▶ Task:
Return the listing below word for word.

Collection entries
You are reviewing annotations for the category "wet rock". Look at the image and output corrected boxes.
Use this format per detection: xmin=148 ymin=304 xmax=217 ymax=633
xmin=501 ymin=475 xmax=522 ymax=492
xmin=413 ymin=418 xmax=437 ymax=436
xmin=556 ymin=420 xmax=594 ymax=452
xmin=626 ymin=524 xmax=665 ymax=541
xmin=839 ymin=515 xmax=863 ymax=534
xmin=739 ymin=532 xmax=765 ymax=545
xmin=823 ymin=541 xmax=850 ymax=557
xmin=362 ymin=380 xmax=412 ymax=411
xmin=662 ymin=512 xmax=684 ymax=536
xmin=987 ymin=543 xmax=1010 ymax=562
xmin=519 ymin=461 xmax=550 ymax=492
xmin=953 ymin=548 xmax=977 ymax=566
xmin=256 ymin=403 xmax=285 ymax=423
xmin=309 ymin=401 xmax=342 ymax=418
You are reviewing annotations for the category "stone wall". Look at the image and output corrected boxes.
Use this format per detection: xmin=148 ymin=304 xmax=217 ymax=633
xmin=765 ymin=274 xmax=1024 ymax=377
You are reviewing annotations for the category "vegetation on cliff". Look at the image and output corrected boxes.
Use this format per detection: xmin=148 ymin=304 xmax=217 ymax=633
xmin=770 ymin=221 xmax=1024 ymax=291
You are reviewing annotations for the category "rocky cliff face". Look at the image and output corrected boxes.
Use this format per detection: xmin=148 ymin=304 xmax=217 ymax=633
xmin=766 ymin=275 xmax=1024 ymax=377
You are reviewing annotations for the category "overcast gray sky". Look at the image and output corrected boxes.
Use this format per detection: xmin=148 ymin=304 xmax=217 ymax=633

▶ The output:
You are reviewing annotations for the category "wet rock". Look at the image and output corrected boxes.
Use this format per detection: xmin=148 ymin=304 xmax=217 ymax=633
xmin=501 ymin=475 xmax=522 ymax=492
xmin=413 ymin=418 xmax=437 ymax=436
xmin=556 ymin=420 xmax=594 ymax=452
xmin=626 ymin=524 xmax=665 ymax=541
xmin=839 ymin=515 xmax=863 ymax=534
xmin=739 ymin=532 xmax=765 ymax=545
xmin=823 ymin=541 xmax=850 ymax=557
xmin=362 ymin=380 xmax=412 ymax=411
xmin=662 ymin=512 xmax=684 ymax=536
xmin=987 ymin=543 xmax=1010 ymax=562
xmin=519 ymin=461 xmax=550 ymax=492
xmin=953 ymin=548 xmax=977 ymax=566
xmin=256 ymin=403 xmax=285 ymax=423
xmin=309 ymin=401 xmax=342 ymax=418
You are reviewing annotations for the category "stone wall". Look at the image and output corrected boxes.
Use this format per detection: xmin=148 ymin=304 xmax=217 ymax=633
xmin=765 ymin=274 xmax=1024 ymax=377
You are reviewing annotations for the category "vegetation on cliff". Look at the image and output corrected boxes.
Use this format per detection: xmin=148 ymin=304 xmax=217 ymax=633
xmin=770 ymin=221 xmax=1024 ymax=291
You are reviewing annotations for the category "rocky cliff face". Look at the image and output corrected boxes.
Use this format per detection: xmin=148 ymin=304 xmax=217 ymax=633
xmin=766 ymin=275 xmax=1024 ymax=377
You are reviewing annotations for the category "overcast gray sky". Look at the image and output corrected boxes.
Use this format per detection: xmin=148 ymin=304 xmax=217 ymax=633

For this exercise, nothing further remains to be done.